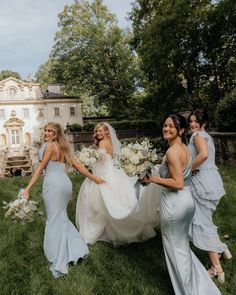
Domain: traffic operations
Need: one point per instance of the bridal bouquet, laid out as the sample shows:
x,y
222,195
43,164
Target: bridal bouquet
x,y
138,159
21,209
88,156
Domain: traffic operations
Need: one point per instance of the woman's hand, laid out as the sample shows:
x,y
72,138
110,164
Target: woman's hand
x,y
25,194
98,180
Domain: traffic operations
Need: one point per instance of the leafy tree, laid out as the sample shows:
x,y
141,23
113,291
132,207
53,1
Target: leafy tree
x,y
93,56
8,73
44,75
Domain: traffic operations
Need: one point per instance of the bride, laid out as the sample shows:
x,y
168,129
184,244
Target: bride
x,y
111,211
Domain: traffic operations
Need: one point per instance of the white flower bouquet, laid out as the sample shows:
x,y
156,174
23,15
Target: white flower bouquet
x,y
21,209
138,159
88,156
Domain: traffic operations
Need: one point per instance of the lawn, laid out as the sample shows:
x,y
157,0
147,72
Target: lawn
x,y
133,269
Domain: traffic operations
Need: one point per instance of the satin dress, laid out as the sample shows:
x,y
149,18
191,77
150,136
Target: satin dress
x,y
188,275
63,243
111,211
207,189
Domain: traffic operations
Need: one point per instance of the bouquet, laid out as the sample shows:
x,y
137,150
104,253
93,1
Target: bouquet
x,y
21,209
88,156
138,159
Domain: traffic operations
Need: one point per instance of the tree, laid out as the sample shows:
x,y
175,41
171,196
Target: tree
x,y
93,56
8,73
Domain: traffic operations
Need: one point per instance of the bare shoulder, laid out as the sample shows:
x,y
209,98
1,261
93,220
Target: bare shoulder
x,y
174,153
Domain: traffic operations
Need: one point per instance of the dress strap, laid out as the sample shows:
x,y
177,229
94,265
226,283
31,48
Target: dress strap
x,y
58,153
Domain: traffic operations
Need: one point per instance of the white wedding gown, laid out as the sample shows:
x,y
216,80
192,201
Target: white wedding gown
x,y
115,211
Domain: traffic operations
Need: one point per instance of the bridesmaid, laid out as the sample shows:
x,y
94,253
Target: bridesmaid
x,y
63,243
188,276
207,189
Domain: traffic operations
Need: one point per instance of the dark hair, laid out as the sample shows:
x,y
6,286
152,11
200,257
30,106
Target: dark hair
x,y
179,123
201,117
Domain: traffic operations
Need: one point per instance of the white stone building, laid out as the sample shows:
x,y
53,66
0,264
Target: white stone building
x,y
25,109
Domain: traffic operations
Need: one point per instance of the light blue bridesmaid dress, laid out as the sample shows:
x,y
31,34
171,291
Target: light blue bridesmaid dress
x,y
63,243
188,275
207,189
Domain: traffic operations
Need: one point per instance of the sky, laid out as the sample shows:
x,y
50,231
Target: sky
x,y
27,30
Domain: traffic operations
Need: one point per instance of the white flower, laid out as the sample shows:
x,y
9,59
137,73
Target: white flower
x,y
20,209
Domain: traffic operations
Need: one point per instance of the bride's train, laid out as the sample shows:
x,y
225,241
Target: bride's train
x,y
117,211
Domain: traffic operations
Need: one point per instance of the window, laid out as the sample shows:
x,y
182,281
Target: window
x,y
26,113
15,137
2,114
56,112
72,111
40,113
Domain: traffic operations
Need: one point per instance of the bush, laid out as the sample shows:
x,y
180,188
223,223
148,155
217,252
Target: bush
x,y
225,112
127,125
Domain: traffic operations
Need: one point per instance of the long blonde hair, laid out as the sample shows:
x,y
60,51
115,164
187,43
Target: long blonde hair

# # # # #

• **Requirement**:
What comes back should match the records exactly, minus any pictures.

• **Answer for the task**:
Domain: traffic operations
Need: one point per instance of the bridal bouquet, laid out as the sample shows:
x,y
222,195
43,164
Target: bridal bouquet
x,y
138,159
21,209
88,156
Domain: traffic operations
Need: one point per instance of the woman's hand, laid out as the sample shows:
x,y
72,138
110,164
Target: woman's hand
x,y
25,194
98,180
Domain: traffic operations
Need: one point per instance of the leafy tree, laid out as the sample shows:
x,y
141,23
113,291
132,207
53,1
Target: leafy tree
x,y
93,56
8,73
44,75
Domain: traffic operations
Need: one point per instance of the bride, laid out as the sample shows:
x,y
168,129
184,244
Target: bride
x,y
111,211
Domain: traffic operations
Need: one point per instance of the white flower bouquet, laid out as the sample shows:
x,y
156,174
23,15
Target: white flower bouquet
x,y
21,209
138,159
88,156
Domain: traffic operations
Need: one point per instance of the lawn, laid out as the sample shows:
x,y
157,0
147,72
Target: lawn
x,y
133,269
Domain: traffic operations
Need: one point per instance of the satin dress, laid out as the sample shows:
x,y
149,18
191,77
150,136
Target: satin dress
x,y
188,275
63,243
111,211
207,189
Domain: traffic operations
Need: one point per instance of the bouquet, laid out as the sample shows:
x,y
137,150
104,253
93,1
Target: bouquet
x,y
21,209
88,156
138,159
Domain: traffic operations
Need: one point per instance of the tree, laid out as the sample shows:
x,y
175,41
171,196
Target: tree
x,y
93,56
8,73
Domain: traffic operations
Need: one point per instance of the bare shoulder, laid out as the sample shows:
x,y
209,98
1,261
93,220
Target: bare shoulder
x,y
174,153
Domain: traffic operations
Need: one point per instance of the dress strap, laid out as the sample shows:
x,y
177,229
94,265
226,283
31,48
Target: dress strap
x,y
58,153
Domain: traffic operations
Need: one point per instance of the white wedding gown, laid out as the sample shows:
x,y
216,80
192,201
Target: white wedding gown
x,y
115,211
Domain: traffic operations
Need: one point per instance of the bridesmaid, laid out as the sample shows:
x,y
94,253
Target: bridesmaid
x,y
63,243
188,276
207,189
Domain: traffic operations
Need: one point per instance of the dark hair, laid out as the sample shows:
x,y
6,286
152,11
200,257
30,106
Target: dark hair
x,y
179,123
201,117
Domain: traffic operations
Need: one point per instance of the white stone building, laid out as the sample shows:
x,y
53,66
0,264
Target: white stone building
x,y
25,109
Domain: traffic operations
Need: one point per instance of the light blue bridesmaid dress, laid out as the sample shows:
x,y
31,34
171,291
Target: light blue bridesmaid dress
x,y
63,243
188,275
207,189
Domain: traffic operations
Need: one point per instance of the sky, laid out as the sample shows:
x,y
50,231
Target: sky
x,y
27,30
Domain: traffic operations
Need: one point per instance of the white flower, laid out as the sample shows:
x,y
9,59
137,73
Target: white flower
x,y
20,209
Domain: traffic operations
Need: one point per instance of the bride's train, laid out as the sample shows:
x,y
225,241
Target: bride's train
x,y
117,211
Domain: traffic operations
Need: one point per instance of the window, laid out as the sample shows:
x,y
182,281
Target: window
x,y
26,113
15,137
2,114
56,112
72,111
40,113
Domain: traffic operations
Need: one point per instance of the bush, laid out as the sample shows:
x,y
180,188
223,223
148,155
217,252
Target: bush
x,y
225,112
127,125
Domain: traffic operations
Need: one point per instance of the long blonde hair, laid out as the sample shows:
x,y
60,51
115,164
187,43
Target: long blonde hair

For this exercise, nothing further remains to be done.